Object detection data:
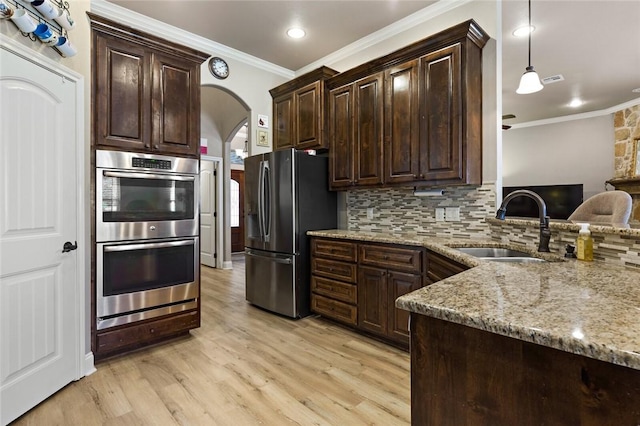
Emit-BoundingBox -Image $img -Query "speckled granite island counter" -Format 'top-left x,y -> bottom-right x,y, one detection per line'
309,230 -> 640,425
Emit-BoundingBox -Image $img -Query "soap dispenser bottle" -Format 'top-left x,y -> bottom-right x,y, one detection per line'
576,223 -> 593,262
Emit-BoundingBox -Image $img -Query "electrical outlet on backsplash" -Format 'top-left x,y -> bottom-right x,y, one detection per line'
346,183 -> 496,239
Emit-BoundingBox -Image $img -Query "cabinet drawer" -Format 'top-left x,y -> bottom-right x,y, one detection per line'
427,251 -> 469,282
311,276 -> 358,305
311,257 -> 358,283
311,294 -> 358,325
97,311 -> 200,353
359,244 -> 422,274
311,238 -> 358,262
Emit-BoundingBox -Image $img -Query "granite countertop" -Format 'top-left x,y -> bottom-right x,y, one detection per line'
308,230 -> 640,370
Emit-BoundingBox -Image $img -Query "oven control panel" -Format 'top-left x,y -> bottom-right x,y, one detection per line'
131,157 -> 171,170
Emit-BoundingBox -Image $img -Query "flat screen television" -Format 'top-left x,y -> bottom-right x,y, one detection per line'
502,184 -> 583,219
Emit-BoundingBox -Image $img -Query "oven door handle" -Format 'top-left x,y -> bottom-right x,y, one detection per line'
102,170 -> 196,182
103,240 -> 196,252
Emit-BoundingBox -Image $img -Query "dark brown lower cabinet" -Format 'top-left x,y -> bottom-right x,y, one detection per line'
411,313 -> 640,426
94,310 -> 200,361
358,266 -> 422,345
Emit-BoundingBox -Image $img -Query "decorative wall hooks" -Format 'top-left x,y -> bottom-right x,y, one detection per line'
0,0 -> 77,57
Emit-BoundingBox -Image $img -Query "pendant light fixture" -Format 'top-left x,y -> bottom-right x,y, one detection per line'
516,0 -> 544,95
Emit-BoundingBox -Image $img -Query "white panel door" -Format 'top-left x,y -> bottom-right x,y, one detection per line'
0,49 -> 83,424
200,160 -> 217,268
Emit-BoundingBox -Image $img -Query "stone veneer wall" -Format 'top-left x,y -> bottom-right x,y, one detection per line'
489,222 -> 640,270
613,105 -> 640,222
347,184 -> 496,239
613,105 -> 640,178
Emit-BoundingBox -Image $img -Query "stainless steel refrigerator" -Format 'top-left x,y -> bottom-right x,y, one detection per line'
244,149 -> 337,318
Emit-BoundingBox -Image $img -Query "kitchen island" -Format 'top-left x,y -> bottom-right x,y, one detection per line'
316,231 -> 640,425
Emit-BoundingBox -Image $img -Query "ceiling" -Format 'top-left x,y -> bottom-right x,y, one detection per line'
110,0 -> 640,125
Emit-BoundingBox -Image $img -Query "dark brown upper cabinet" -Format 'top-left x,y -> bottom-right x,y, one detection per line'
327,20 -> 489,190
269,67 -> 337,151
88,14 -> 208,157
329,73 -> 384,189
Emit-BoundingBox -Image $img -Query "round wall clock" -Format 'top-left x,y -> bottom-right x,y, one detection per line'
209,56 -> 229,80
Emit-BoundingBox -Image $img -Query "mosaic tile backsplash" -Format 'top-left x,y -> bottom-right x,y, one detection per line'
347,184 -> 496,239
487,218 -> 640,270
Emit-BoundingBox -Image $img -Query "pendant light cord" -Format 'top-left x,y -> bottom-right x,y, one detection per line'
529,0 -> 532,68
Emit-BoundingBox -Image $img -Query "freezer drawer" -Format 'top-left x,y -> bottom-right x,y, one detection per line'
245,249 -> 301,318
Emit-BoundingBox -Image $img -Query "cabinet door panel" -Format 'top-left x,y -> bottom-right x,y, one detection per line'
329,85 -> 353,189
273,94 -> 293,150
388,272 -> 422,343
420,43 -> 464,181
384,60 -> 422,183
294,82 -> 322,149
358,266 -> 388,336
353,73 -> 384,185
94,36 -> 151,150
152,55 -> 200,156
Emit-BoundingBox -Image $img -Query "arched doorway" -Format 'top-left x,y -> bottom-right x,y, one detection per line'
201,85 -> 251,268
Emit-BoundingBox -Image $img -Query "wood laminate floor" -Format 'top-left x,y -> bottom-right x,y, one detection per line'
15,256 -> 411,426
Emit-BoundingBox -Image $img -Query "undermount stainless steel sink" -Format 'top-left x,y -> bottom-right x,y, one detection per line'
456,247 -> 545,263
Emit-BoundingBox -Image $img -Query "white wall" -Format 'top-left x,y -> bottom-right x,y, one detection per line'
502,114 -> 614,199
0,0 -> 92,360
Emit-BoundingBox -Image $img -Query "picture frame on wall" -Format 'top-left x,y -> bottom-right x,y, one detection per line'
256,129 -> 269,146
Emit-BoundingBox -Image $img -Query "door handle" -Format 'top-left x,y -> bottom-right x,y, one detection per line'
62,241 -> 78,253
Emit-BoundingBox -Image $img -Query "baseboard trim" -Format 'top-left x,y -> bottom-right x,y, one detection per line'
84,352 -> 98,377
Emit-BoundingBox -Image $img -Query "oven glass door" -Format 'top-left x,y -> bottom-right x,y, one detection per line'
96,237 -> 199,317
98,169 -> 197,223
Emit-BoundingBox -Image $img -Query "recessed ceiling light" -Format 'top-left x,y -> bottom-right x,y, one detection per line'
287,28 -> 307,38
513,25 -> 536,37
569,98 -> 584,108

__Exercise prompt__:
Reproduce all of the material above word for word, leaving out the pictures.

__Output__:
Emit-BoundingBox -Image $img -Query "speckled granite island counter" -Format 'top-left x,y -> bottom-right x,y, one detection per line'
309,230 -> 640,425
Emit-BoundingBox -Image $img -Query "soap dispenser bottle" -Format 'top-left x,y -> bottom-right x,y, one detection per line'
576,223 -> 593,262
Emit-BoundingBox -Image $img -Query "electrical outlet on backsplash" -Format 'top-left x,y -> bottom-right x,y, one detection per line'
346,183 -> 496,239
Emit-BoundingBox -Image $img -Query "cabinet drawer" -Format 'top-left x,y -> bottom-right x,y, one detection per line'
427,251 -> 469,282
311,276 -> 358,305
311,257 -> 358,283
311,294 -> 358,325
97,311 -> 200,353
359,244 -> 422,274
311,238 -> 358,262
Emit-BoundingBox -Image $img -Query "granite countertop" -Format 'top-left x,y -> bottom-right x,y, one detection per line'
308,230 -> 640,370
Emit-BoundingBox -Image $img -Query "oven control panel" -Format 'top-left x,y -> bottom-right x,y, one detection per line'
131,157 -> 171,170
Emit-BoundingBox -Image $img -Query "flat screen television" -Format 'top-left x,y -> bottom-right x,y, one detection per line'
502,184 -> 583,219
Emit-BoundingBox -Image $img -Query "oven door handle" -Format 'top-left x,y -> bottom-right x,y, one detection per line'
102,170 -> 196,182
103,240 -> 196,252
Emit-BoundingBox -Image $img -Query "dark brown lower cabinet" -Format 'top-left x,y -> bottom-right x,y, one detection per line'
411,313 -> 640,426
94,310 -> 200,361
358,266 -> 422,345
Emit-BoundingBox -Image $img -Query "decorative wall hooks" -Format 'top-left x,y -> bottom-right x,y, one detection per line'
0,0 -> 77,57
Emit-BoundingBox -Image $img -Query "pendant light fixture" -Format 'top-left x,y -> bottom-right x,y, one detection per line'
516,0 -> 544,95
Emit-BoundingBox -Image $img -Query "white panel door" -Format 'top-left x,y -> bottom-right x,y, one detection per line'
0,49 -> 83,424
200,160 -> 217,268
Emit-BoundingBox -Image $img -Query "stone veneer wall" -Format 'top-left x,y -> bottom-right x,y, one detection per line'
489,222 -> 640,270
613,105 -> 640,222
347,184 -> 496,239
613,105 -> 640,178
Emit-BoundingBox -Image $img -Query "stainless steel refrigerator" -Format 'top-left x,y -> bottom-right x,y, one detection per line'
244,149 -> 337,318
Emit-BoundingBox -Image $img -Query "kitchen island" -Format 'top-left x,y -> bottom-right x,y, one detection per line'
316,231 -> 640,425
Emit-BoundingBox -Image $img -Query "ceiling" -Format 'top-left x,y -> bottom-right x,y, one detection per line'
110,0 -> 640,125
Emit-BoundingBox -Image $img -Query "dark brown upper cabinet" -Format 'top-left x,y -> bottom-right x,y, one detection per line'
327,20 -> 489,190
269,67 -> 337,151
88,14 -> 208,157
329,73 -> 384,189
Emit-BoundingBox -Image $img -Query "round wall clock" -Format 'top-left x,y -> bottom-right x,y, one detection per line'
209,56 -> 229,80
Emit-BoundingBox -Image $img -Query "mosaic tile backsplash" -Format 'top-left x,y -> bottom-right x,y, one detection per line'
347,184 -> 496,239
487,218 -> 640,270
Emit-BoundingBox -Image $img -Query "pendant light cord" -Format 'top-left x,y -> bottom-right x,y, one detection per line'
529,0 -> 532,68
Emit-BoundingBox -Image $img -Query "freezer drawer" -Format 'top-left x,y -> bottom-right x,y, one detection per line'
245,249 -> 301,318
Emit-BoundingBox -Image $img -Query "cabinet door panel" -Format 'top-left x,y -> bottom-right x,y, one detection per line'
329,85 -> 353,189
273,94 -> 293,150
388,272 -> 422,343
420,43 -> 464,181
384,60 -> 422,183
294,82 -> 322,149
358,266 -> 388,336
353,73 -> 384,185
94,36 -> 151,150
152,55 -> 200,156
Emit-BoundingBox -Image $img -Query "arched doorway" -Format 'top-left x,y -> bottom-right x,y, one detection per line'
201,85 -> 251,268
Emit-BoundingBox -Image $img -Query "wood laminate floor" -Format 'top-left x,y -> bottom-right x,y, one detection per line'
15,256 -> 411,426
Emit-BoundingBox -Image $img -Query "undermount stainless steel sink" -Format 'top-left x,y -> bottom-right x,y, one detection per line'
456,247 -> 545,263
Emit-BoundingBox -Image $img -Query "white wall" -Format 'top-left x,y -> bottom-right x,y, one detection per line'
502,114 -> 614,199
0,0 -> 92,360
Emit-BoundingBox -Image $img -Query "picture frame on wall" -Format 'top-left x,y -> bottom-right x,y, one detection per line'
256,129 -> 269,146
Emit-BoundingBox -Image $img -Query "door handle" -Format 'top-left x,y -> bottom-right x,y, one detection per line'
62,241 -> 78,253
Emit-BoundingBox -Image $img -Query "baseboard trim" -Format 'top-left x,y -> bottom-right x,y, one detection per line'
84,352 -> 98,377
Emit-BoundingBox -Image $img -Query "oven glass door" -Format 'top-left x,y -> bottom-right x,y, one detection per line'
96,237 -> 199,317
98,169 -> 197,223
Emit-BoundingBox -Image $img -Query "recessed ceiling light" -Format 'top-left x,y -> bottom-right x,y, one detection per line'
287,28 -> 307,38
513,25 -> 536,37
569,98 -> 584,108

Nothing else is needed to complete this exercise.